(Items listed in a dataset)
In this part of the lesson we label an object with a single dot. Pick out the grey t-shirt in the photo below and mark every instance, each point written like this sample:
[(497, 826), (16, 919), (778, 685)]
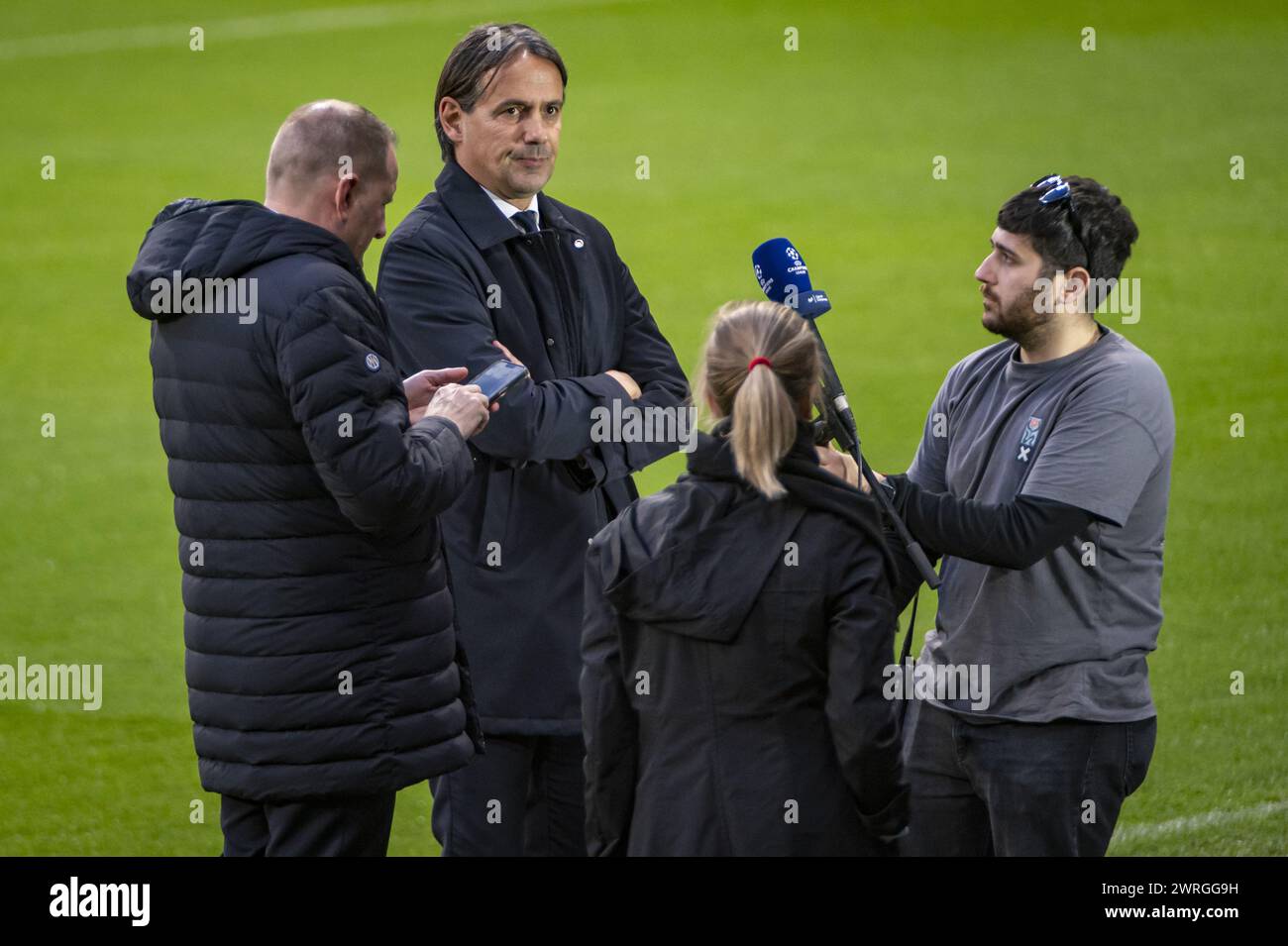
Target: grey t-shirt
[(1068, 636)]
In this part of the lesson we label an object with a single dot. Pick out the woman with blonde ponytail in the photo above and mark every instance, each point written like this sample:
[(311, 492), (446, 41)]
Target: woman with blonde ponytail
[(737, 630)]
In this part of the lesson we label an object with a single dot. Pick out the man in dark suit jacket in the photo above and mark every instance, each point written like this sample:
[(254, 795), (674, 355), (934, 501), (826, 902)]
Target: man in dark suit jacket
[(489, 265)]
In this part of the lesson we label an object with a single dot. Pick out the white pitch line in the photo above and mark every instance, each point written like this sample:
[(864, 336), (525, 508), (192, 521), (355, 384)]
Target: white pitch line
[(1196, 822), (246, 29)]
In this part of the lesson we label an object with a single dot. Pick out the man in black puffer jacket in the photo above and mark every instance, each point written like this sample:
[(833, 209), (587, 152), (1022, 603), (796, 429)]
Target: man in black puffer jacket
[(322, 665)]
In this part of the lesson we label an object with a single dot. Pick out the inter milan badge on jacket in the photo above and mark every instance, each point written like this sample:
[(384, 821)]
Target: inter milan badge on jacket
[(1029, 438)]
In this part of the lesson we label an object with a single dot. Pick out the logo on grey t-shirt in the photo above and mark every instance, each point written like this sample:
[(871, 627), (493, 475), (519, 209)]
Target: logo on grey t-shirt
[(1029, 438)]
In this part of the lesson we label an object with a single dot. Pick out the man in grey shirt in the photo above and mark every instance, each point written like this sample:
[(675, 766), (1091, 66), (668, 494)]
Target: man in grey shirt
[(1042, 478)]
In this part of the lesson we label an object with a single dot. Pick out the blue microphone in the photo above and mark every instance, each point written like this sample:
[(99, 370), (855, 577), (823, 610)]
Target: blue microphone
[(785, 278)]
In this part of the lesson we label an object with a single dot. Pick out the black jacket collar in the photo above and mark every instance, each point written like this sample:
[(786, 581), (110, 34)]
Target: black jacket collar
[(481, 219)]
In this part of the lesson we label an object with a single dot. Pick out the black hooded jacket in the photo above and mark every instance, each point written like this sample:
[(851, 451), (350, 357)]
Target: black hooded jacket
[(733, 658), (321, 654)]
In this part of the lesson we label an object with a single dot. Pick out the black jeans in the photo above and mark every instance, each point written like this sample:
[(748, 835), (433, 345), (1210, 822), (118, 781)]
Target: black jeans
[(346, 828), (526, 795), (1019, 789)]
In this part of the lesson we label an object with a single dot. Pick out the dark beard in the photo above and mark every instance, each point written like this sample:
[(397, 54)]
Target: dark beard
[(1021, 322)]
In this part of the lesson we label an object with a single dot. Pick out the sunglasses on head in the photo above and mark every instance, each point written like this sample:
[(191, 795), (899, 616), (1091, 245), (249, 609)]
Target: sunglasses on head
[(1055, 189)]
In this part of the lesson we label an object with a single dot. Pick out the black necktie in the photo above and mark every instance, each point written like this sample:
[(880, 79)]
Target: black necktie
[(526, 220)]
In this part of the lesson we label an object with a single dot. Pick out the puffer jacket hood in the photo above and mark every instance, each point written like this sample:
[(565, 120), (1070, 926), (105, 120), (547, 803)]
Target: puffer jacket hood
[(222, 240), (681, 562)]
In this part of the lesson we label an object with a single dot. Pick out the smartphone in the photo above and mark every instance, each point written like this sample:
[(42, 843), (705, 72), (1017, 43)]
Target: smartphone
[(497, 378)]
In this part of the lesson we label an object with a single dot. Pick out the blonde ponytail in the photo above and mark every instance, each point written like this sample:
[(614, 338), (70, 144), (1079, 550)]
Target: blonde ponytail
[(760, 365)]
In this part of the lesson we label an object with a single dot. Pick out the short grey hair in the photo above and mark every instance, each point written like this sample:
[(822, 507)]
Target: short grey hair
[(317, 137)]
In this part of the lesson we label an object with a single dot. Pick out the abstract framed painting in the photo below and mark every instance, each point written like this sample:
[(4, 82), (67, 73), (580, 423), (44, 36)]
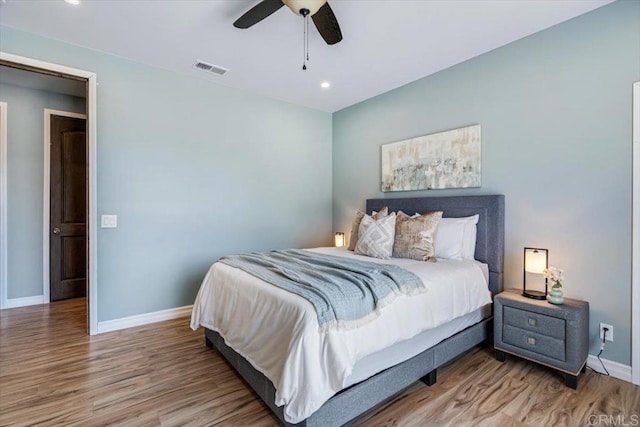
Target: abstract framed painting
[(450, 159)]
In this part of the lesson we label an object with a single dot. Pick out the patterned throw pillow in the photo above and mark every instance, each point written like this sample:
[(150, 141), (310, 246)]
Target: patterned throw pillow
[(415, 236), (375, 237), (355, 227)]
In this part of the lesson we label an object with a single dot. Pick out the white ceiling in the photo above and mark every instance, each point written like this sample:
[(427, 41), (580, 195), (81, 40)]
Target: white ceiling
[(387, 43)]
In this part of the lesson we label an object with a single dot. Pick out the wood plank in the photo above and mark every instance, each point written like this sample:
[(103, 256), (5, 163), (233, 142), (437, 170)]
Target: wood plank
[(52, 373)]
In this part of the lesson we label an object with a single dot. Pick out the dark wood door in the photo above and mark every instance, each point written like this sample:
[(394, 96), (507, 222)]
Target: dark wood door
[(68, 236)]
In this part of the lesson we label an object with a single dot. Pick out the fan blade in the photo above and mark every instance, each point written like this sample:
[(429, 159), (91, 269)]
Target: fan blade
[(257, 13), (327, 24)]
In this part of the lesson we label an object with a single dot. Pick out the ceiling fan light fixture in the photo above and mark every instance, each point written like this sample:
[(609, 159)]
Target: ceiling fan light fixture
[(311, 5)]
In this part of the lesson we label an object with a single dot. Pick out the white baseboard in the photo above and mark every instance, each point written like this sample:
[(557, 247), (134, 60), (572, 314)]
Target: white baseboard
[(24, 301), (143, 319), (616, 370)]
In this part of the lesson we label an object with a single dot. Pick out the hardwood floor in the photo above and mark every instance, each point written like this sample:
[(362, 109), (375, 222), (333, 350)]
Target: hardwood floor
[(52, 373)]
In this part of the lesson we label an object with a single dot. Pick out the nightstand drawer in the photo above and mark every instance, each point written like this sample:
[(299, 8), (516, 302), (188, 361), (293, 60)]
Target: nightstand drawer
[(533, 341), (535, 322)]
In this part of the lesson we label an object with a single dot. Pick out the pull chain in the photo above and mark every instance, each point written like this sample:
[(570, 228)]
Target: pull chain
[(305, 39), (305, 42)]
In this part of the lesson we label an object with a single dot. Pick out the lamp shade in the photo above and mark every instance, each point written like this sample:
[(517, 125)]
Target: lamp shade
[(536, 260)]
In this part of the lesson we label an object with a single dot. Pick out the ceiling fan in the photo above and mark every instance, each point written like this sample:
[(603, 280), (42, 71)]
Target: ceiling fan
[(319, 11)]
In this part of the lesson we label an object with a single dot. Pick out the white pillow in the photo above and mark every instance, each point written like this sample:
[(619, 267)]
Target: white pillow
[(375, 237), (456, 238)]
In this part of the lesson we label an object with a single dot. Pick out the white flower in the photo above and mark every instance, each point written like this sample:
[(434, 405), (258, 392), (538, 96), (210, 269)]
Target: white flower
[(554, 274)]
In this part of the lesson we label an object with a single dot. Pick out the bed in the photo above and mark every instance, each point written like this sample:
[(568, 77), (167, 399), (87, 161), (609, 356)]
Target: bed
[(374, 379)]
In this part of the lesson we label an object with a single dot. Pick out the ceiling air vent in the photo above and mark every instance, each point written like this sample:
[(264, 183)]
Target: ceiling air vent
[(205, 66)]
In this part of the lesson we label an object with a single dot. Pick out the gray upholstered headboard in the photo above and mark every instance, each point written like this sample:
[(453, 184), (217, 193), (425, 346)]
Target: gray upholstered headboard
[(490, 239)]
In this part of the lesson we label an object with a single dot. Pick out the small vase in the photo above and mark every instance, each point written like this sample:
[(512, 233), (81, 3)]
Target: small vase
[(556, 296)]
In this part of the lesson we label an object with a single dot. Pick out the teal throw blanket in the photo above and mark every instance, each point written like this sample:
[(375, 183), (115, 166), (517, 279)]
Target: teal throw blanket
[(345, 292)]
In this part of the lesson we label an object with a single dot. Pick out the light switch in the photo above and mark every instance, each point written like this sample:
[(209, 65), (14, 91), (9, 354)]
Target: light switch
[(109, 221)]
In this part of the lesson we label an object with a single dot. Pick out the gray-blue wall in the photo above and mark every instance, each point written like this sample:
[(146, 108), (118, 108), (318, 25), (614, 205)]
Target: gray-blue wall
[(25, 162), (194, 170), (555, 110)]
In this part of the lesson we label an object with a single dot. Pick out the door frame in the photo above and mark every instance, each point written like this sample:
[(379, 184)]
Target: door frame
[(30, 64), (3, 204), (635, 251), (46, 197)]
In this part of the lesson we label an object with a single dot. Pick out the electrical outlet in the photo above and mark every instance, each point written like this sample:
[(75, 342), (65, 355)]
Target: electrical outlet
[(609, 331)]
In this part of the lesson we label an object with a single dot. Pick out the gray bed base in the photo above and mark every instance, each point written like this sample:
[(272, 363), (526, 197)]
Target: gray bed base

◆ **Given request**: Write out the lines of the material word for word, starting at the line that contains "out the small" and ending at the line that contains "[(556, 296)]".

◆ **Exercise output**:
In this part of the lesson we label an object with a single dot. Pick out the small vase in the photo above and mark every instance, each point written like this sample:
[(512, 233), (81, 3)]
Target: small vase
[(556, 296)]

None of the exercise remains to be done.